(Beginning of DOCUMENT SEGMENT)

Studio album by Steeleye Span
- Released: March 1971
- Recorded: Late 1970
- Studio: Sound Techniques, London
- Genre: British folk rock
- Length: 41:39
- Label: B&C (UK) Big Tree (US) Mooncrest (1st UK reissue) Chrysalis (UK & US reissue)
- Producer: Sandy Roberton

Steeleye Span chronology
| Hark! The Village Wait (1970) | Please to See the King (1971) | Ten Man Mop, or Mr. Reservoir Butler Rides Again (1971) |

= Please to See the King =

Please to See the King is the second album by Steeleye Span, released in 1971. A major personnel change following their previous effort, Hark! The Village Wait, brought about a substantial change in their overall sound, including a lack of drums and the replacement of one female vocalist with a male vocalist. The band even reprised a song from their debut, "The Blacksmith", with a strikingly different arrangement making extensive use of syncopation. Re-recording songs would be a minor theme in Steeleye's output over the years, with the band eventually releasing an entire album of reprises, Present – The Very Best of Steeleye Span.

The title of the album is derived from the "Cutty Wren" ceremony. A wren in a cage is paraded as if it were a king. This rite was carried out on 26 December, Saint Stephen's Day, and is connected to early Christmas celebrations. The song "The King", appearing on the album, addresses this, and is often performed as a Christmas carol. Steeleye Span returned to this subject on Live at Last with "Hunting the Wren" and on Time with the song "The Cutty Wren". The custom of Wrenboys is mostly associated with Ireland, but it has been recently revived in England. The song was collected in the village of Hook, Pembrokeshire by Andrew Nisbet and passed to Martin Carthy in 1966, who first recorded it on his album with Dave Swarbrick before joining Steeleye Span. Andrew was a member of The Derby Rams (the resident folk group at Swansea University) who also performed the song.

All songs appearing on the original album are traditional. "The False Knight on the Road" is one of the Child Ballads (#3), and concerns a boy's contest with the devil in a game of riddles. Tim Hart and Maddy Prior had already recorded a version of the song on their album Summer Solstice. "The Lark in the Morning", one of their more popular songs, has the same title as a different song about a lusty ploughboy, though there are strong similarities. This version was collected by Ralph Vaughan Williams. "Boys of Bedlam", a variant of "Tom o' Bedlam", is told from the perspective of a member of a lunatic asylum. Carthy and Prior open the song by singing into the back of banjos, producing a muffled effect. The band uses the earliest printed version of the song, from Wit and Mirth, or Pills to Purge Melancholy by Thomas d'Urfey.

(End of DOCUMENT SEGMENT)
(Beginning of RECORDED INFORMATION)

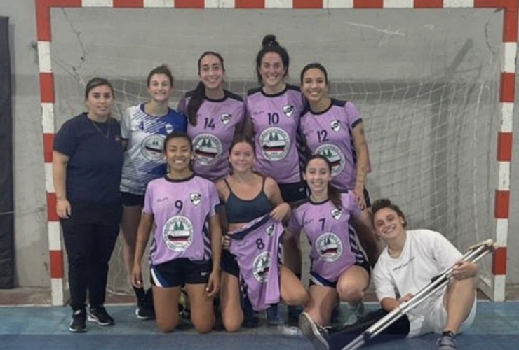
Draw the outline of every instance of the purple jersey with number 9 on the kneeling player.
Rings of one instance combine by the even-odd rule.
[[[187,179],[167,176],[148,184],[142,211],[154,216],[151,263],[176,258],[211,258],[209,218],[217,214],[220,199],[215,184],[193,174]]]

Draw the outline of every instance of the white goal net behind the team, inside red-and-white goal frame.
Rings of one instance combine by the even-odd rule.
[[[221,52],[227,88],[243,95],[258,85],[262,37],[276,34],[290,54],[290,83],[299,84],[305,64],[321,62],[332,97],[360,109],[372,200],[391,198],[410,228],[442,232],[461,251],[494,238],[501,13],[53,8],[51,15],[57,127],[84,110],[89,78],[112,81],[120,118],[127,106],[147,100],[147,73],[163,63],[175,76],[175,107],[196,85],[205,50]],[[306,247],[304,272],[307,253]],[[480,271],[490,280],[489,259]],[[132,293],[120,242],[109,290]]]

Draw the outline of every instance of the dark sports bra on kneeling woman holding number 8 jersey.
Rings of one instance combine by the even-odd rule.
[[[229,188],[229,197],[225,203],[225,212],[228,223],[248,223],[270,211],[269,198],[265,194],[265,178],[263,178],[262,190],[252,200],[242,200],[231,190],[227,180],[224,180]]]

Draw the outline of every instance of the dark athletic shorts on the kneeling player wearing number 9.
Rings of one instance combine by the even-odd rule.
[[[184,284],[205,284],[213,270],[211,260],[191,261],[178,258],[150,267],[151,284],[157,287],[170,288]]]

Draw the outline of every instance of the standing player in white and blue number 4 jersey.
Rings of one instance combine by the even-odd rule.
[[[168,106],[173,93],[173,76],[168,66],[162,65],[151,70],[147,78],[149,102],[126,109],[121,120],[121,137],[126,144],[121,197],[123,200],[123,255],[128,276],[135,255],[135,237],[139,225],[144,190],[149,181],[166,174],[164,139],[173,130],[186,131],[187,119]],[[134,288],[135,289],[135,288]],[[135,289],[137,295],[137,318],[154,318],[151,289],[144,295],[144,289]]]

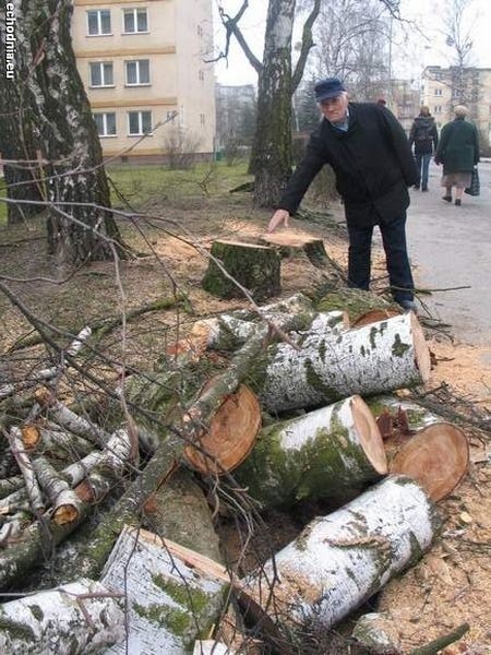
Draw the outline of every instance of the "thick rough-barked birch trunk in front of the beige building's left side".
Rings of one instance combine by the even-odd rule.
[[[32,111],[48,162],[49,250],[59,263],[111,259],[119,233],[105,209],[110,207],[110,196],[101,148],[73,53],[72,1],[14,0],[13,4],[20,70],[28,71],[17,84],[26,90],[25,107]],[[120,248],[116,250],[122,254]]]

(End of RECORDED INFORMATION)
(Beginning of RECORDED INFORMATION)

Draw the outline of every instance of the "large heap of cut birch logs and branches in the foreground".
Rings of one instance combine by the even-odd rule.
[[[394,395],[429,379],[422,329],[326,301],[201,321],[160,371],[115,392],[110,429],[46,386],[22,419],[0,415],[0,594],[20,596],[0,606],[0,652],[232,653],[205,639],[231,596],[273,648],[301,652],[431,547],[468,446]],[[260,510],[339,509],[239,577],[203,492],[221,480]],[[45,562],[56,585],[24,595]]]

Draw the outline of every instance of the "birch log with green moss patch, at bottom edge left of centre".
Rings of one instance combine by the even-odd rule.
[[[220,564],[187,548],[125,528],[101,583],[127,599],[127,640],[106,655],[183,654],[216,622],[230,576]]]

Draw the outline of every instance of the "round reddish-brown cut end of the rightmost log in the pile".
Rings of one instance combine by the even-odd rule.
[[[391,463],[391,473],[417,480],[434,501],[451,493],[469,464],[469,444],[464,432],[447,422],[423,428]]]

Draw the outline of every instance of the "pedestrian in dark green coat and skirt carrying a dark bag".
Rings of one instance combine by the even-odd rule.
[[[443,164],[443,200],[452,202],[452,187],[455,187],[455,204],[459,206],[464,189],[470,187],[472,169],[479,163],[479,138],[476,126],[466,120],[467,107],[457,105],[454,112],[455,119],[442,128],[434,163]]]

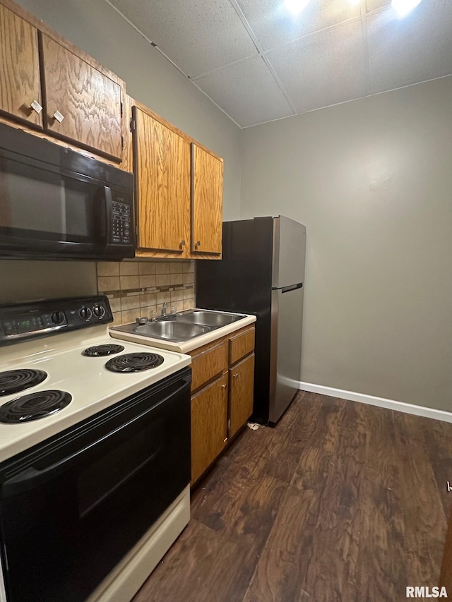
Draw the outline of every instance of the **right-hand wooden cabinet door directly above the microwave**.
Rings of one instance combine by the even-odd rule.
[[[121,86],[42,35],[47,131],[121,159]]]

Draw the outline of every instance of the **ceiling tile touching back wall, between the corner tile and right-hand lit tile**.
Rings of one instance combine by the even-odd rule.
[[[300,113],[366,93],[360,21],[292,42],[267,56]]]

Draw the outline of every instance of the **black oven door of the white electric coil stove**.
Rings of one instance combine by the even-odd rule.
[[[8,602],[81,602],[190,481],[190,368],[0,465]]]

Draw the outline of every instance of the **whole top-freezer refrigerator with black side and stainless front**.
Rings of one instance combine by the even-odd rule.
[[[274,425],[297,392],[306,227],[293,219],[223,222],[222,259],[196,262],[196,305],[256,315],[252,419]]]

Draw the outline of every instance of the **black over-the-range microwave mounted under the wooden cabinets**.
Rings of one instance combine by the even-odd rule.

(End of RECORDED INFORMATION)
(Beginning of RECORDED INFORMATION)

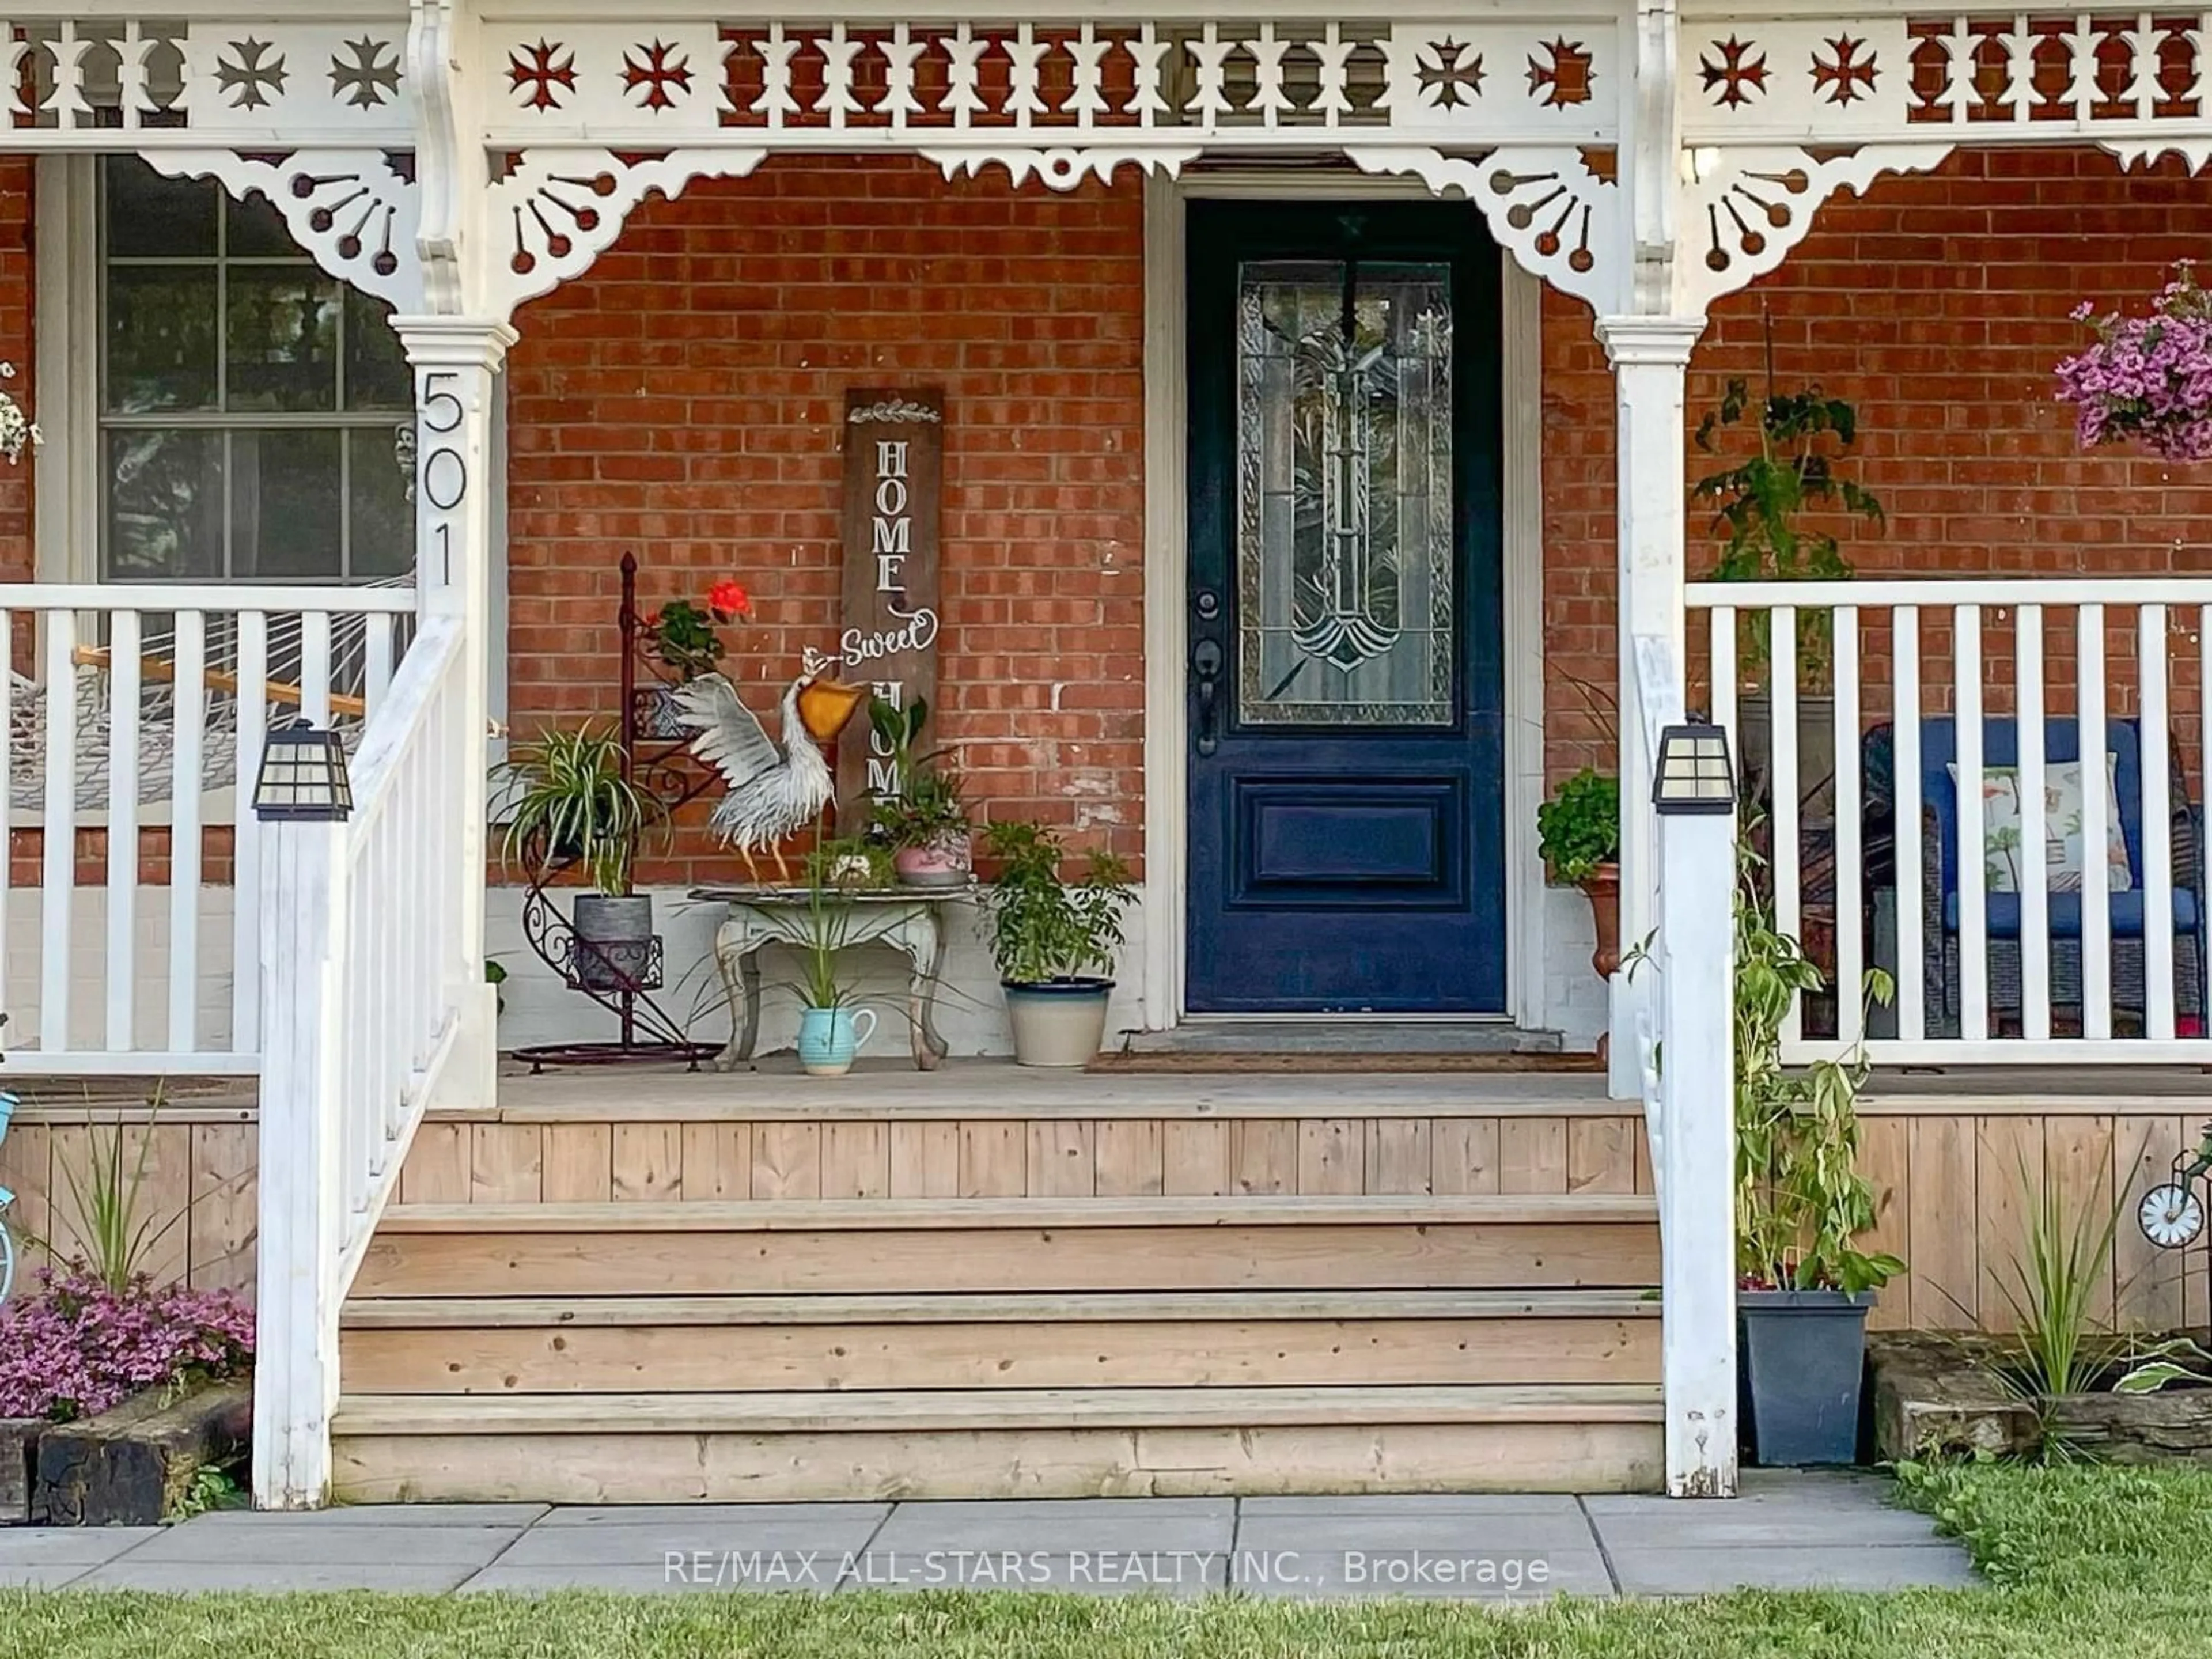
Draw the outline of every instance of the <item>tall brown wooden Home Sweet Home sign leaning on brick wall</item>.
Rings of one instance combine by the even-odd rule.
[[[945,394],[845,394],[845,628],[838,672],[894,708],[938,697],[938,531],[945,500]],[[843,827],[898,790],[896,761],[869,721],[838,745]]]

(End of RECORDED INFORMATION)

§ EXERCISES
[1] In the text about the Steeleye Span album, rewrite the paragraph beginning "Please to See the King is the second album" as a short bulleted list that keeps its main facts.
[2] Carry the text about the Steeleye Span album forward from its last sentence, writing the next part.

§ OUTPUTS IN ORDER
[1]
- Please to See the King is Steeleye Span's second album, released in 1971.
- A major change in members after their first album, Hark! The Village Wait, greatly changed their sound: there were no drums, and a male singer replaced one of the female singers.
- The band redid "The Blacksmith" from their debut with a very different arrangement that made heavy use of syncopation.
- Re-recording songs became a minor theme for the band over the years, and they eventually released a whole album of reprises, Present – The Very Best of Steeleye Span.

[2]
Melody Maker made this its folk album of the year. Music journalist Colin Irwin describes it in his book In Search of Albion as one of his favourite folk-rock albums. It reached number 45 in the UK album charts, originally on B & C Records; before the year was out the rights were acquired by Mooncrest Records, which re-released it the same year with different cover art. It was issued in the US at the same time on Big Tree Records, when the small label was distributed by Ampex. It sold poorly and was deleted quite soon after release. Remaining copies were bought up by a couple of the 'cut-out' distributors and by that time, the band had signed with Chrysalis and the cut-out original sold very well. When stock ran out, poor-quality bootleg copies started to turn up in huge quantities.

Musically, this was their most electric, dense recording, with loud guitars and strong looping bass lines and no drums. In 2006, Castle Music re-issued the album as a double CD with numerous additional tracks, taken from radio and TV appearances.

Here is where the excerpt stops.